─── Input ───

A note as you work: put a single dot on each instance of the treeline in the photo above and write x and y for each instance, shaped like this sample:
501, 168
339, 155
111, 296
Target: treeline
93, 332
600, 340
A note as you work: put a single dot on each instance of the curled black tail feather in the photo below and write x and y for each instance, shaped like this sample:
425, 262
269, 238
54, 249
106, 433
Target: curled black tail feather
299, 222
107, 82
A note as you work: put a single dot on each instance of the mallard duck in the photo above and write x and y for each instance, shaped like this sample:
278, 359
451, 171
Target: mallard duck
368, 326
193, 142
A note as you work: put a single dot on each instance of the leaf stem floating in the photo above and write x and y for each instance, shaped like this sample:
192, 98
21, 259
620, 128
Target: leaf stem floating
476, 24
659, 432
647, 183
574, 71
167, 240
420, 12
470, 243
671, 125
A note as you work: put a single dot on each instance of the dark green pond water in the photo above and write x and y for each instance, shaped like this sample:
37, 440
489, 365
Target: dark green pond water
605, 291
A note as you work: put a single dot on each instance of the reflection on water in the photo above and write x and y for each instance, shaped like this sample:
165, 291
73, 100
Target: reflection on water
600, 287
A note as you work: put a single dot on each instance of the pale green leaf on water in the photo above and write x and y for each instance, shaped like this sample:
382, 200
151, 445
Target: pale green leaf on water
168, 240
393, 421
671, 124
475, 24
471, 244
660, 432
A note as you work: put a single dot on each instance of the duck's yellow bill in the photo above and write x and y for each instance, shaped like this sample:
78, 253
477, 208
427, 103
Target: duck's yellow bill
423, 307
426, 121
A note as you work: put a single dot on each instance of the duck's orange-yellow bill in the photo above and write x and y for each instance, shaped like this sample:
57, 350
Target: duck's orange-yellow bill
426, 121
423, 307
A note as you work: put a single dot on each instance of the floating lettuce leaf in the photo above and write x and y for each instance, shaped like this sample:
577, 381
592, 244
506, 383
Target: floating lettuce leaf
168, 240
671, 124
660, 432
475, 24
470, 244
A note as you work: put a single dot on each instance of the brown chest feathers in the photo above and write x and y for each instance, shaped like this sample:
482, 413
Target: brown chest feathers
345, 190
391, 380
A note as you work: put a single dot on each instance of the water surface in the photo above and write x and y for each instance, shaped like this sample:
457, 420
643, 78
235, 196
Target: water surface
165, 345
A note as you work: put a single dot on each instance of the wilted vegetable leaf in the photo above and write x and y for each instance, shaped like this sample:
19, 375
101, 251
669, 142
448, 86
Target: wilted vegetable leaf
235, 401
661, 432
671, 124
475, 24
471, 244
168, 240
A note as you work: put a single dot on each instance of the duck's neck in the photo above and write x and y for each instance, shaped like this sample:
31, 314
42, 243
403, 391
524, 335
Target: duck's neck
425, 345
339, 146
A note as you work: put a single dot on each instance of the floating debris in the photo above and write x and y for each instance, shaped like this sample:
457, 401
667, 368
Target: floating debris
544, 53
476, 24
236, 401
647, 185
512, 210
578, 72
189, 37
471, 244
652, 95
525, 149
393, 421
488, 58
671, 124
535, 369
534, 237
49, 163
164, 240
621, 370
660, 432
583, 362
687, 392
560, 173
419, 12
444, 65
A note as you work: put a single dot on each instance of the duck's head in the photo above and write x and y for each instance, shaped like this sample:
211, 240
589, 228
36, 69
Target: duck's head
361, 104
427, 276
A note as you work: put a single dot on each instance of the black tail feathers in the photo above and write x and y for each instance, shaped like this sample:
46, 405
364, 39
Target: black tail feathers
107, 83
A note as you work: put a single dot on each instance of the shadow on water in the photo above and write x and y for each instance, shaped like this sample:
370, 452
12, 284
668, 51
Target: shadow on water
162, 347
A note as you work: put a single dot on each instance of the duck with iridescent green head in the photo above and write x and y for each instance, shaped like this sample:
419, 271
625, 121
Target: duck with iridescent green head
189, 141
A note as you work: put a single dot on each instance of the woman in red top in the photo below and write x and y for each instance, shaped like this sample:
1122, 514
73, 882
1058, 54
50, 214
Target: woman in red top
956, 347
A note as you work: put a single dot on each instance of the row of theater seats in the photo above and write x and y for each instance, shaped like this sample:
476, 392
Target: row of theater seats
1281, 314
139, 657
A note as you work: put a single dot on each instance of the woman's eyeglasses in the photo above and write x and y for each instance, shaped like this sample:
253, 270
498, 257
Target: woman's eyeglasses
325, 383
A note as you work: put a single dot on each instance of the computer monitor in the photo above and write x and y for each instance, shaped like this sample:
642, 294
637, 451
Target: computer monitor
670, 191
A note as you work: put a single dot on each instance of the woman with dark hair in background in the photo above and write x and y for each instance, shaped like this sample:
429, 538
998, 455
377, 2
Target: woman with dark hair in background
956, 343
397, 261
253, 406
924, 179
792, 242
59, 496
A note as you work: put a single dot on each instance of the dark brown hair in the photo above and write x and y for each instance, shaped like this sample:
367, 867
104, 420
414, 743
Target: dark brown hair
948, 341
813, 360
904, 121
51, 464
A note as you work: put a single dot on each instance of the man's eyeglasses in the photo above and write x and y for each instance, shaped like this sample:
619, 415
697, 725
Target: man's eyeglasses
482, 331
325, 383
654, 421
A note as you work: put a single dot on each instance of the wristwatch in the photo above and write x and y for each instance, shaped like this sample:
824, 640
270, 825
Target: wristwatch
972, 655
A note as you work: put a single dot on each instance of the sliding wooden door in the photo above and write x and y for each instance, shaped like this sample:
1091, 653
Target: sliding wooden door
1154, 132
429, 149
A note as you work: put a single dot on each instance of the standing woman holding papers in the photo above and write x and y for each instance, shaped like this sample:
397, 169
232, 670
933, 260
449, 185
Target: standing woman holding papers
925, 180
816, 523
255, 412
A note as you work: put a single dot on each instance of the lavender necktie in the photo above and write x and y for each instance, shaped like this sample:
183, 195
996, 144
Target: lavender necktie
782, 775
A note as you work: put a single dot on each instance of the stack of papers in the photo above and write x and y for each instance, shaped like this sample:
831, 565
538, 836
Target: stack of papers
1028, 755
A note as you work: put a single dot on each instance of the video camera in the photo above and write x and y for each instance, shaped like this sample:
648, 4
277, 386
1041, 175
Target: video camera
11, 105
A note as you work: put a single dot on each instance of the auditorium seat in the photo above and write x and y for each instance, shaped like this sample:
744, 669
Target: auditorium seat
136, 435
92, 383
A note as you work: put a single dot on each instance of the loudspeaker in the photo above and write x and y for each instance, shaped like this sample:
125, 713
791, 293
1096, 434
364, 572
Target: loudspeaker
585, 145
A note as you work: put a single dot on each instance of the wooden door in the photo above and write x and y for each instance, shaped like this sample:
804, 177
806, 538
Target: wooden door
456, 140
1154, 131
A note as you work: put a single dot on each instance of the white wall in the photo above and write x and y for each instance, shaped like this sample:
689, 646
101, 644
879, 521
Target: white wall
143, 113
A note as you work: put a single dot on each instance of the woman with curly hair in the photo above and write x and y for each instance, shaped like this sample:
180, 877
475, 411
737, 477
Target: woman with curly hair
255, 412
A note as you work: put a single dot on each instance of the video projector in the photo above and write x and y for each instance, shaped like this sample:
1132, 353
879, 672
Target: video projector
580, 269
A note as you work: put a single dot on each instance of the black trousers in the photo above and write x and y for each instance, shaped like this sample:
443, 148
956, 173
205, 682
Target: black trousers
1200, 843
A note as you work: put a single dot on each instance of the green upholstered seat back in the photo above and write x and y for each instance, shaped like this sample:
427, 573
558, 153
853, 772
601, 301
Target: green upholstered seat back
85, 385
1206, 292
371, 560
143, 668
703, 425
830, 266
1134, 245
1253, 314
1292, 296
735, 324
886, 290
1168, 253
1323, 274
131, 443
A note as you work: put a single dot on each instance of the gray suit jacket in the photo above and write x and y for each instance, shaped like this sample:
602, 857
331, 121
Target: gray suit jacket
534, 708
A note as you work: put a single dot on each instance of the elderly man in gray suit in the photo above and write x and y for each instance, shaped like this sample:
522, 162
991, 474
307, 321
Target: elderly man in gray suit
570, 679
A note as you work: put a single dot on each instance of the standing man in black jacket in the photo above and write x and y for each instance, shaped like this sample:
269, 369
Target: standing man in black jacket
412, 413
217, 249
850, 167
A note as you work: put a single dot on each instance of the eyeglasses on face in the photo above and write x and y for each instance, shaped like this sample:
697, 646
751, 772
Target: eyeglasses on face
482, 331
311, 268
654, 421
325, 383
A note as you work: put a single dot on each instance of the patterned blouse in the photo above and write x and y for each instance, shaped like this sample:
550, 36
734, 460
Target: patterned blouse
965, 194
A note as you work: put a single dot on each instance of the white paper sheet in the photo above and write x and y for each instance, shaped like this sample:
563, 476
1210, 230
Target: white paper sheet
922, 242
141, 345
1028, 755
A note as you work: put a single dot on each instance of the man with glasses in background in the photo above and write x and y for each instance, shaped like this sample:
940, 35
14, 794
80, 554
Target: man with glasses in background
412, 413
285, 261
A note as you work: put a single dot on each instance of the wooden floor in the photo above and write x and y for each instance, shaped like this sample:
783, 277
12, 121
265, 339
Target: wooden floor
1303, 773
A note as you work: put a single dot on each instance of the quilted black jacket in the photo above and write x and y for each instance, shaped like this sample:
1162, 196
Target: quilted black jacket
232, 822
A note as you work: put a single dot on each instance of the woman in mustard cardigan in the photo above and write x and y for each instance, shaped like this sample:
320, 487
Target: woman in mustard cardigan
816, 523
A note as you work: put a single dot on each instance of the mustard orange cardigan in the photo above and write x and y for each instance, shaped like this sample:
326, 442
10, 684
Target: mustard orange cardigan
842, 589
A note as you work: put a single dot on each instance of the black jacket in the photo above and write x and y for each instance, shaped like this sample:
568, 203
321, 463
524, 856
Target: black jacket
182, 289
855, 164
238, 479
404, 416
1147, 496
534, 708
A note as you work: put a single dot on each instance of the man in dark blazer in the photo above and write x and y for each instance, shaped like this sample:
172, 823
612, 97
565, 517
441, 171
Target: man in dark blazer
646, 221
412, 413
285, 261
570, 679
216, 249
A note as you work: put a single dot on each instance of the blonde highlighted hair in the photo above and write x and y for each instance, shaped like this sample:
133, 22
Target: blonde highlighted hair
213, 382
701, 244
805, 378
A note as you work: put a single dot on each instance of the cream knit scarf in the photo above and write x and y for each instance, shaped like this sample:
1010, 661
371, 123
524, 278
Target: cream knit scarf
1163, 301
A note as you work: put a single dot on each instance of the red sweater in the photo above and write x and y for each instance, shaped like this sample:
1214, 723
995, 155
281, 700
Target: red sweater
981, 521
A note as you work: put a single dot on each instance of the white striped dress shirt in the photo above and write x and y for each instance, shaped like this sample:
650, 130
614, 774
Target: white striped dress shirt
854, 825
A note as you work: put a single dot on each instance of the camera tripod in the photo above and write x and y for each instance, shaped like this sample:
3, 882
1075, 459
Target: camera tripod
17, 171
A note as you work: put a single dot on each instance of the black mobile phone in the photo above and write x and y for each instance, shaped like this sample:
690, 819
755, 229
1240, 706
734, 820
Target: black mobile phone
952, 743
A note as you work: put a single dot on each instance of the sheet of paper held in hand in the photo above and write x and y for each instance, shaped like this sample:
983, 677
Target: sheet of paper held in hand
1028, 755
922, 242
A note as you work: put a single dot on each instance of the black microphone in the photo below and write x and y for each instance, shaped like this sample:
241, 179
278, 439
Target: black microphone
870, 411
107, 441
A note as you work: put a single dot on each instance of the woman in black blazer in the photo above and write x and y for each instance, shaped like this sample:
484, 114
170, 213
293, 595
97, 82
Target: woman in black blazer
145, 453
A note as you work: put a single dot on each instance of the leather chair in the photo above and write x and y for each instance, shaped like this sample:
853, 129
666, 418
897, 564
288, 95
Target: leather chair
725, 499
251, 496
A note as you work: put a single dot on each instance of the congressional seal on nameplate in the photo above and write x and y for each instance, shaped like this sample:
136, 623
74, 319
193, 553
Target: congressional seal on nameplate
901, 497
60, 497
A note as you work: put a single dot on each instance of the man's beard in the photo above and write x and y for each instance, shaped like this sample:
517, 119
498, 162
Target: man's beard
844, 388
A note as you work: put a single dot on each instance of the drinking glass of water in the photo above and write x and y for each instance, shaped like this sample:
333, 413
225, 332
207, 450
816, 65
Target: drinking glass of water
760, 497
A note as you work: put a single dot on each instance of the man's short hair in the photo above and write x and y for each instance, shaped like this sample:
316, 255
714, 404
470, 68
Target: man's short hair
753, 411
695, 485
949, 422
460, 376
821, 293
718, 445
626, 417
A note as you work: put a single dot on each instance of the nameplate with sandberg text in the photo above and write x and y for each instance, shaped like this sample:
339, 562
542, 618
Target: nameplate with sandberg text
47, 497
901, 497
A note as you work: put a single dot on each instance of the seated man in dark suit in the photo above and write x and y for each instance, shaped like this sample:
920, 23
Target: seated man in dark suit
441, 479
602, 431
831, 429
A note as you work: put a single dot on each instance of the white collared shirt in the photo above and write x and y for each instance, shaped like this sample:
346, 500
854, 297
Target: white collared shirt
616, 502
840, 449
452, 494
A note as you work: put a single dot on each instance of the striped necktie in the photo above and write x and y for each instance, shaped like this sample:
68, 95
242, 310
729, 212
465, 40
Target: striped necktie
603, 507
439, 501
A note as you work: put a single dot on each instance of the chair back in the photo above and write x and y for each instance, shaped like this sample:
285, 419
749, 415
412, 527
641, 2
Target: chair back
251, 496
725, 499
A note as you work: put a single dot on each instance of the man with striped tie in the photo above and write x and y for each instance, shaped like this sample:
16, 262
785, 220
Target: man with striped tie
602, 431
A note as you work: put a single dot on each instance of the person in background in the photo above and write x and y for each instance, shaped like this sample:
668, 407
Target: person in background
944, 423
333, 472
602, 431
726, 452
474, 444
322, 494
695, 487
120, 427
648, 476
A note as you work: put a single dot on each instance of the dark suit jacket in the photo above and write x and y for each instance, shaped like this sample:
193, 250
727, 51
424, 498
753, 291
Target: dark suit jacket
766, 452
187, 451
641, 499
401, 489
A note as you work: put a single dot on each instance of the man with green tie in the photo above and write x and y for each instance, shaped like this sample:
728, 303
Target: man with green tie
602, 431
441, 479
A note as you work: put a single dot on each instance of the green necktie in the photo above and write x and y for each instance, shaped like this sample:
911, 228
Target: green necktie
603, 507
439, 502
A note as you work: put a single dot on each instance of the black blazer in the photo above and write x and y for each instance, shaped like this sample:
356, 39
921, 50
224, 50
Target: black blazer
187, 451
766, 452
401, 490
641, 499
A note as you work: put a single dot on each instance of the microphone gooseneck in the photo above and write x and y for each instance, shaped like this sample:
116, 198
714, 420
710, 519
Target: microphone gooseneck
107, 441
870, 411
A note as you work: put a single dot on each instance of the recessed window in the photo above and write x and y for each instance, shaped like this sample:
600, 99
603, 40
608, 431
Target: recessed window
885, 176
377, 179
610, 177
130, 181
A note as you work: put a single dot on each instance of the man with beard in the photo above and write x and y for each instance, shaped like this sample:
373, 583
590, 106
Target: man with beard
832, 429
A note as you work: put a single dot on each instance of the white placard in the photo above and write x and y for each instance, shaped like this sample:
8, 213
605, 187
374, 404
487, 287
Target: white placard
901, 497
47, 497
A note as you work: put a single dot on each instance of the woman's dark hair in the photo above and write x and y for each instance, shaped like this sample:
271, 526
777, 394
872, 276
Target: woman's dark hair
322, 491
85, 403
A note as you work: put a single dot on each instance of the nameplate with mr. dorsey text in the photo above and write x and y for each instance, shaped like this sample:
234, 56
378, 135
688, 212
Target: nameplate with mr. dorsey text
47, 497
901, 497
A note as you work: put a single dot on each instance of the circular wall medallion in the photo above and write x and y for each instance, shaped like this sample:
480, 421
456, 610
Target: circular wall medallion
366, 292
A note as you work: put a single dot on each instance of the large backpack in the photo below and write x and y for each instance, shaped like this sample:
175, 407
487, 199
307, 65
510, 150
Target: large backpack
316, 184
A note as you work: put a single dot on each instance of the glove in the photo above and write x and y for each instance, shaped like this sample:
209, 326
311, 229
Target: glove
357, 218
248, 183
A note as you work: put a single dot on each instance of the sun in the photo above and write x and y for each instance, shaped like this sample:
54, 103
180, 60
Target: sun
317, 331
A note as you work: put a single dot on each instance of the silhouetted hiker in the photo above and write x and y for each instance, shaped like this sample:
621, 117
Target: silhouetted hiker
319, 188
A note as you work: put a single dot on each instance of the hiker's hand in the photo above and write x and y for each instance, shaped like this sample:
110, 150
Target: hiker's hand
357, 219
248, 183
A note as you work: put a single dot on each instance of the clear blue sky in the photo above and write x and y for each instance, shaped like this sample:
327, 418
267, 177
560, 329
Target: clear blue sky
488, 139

───

What you have to do:
Only lines holding the word "below" are wanted, so copy each of them from the records above.

Answer to this exercise:
A note as you work: put a single dot on each instance of the curled black tail feather in the photo below and write x and y for each instance, shaped like this sample:
A note as you work: put a single dot on each instance of the woman in red top in the photo below and write x and y for each instance, shaped like this sample:
A note as you work: put a single dot on each instance of the black microphone in the photo below and write x and y for each instance, shaped like this sample:
A note as you work: put a single dot on each instance of the large backpack in the photo below and write x and y for each instance, shaped like this sample:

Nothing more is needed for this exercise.